**Task description**
Transcribe all the lines below exactly. Omit the pictures.

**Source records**
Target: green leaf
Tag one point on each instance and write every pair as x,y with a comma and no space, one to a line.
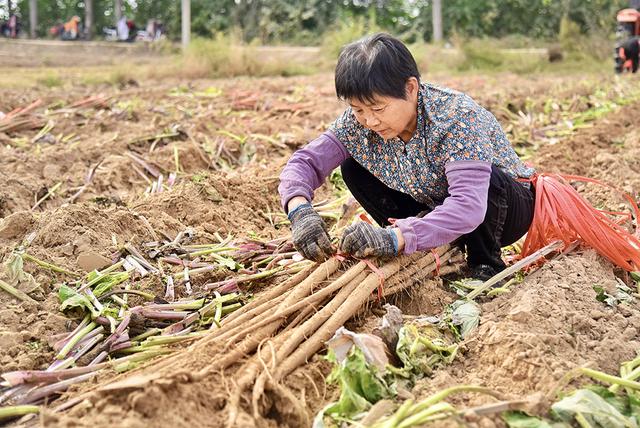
422,347
518,419
361,385
15,271
465,316
623,294
593,408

**Task response**
Target: green leaf
Tag one point on each instance and write every pair as x,y with a comma and no space, one to a line.
422,347
518,419
361,385
15,271
465,316
623,294
593,408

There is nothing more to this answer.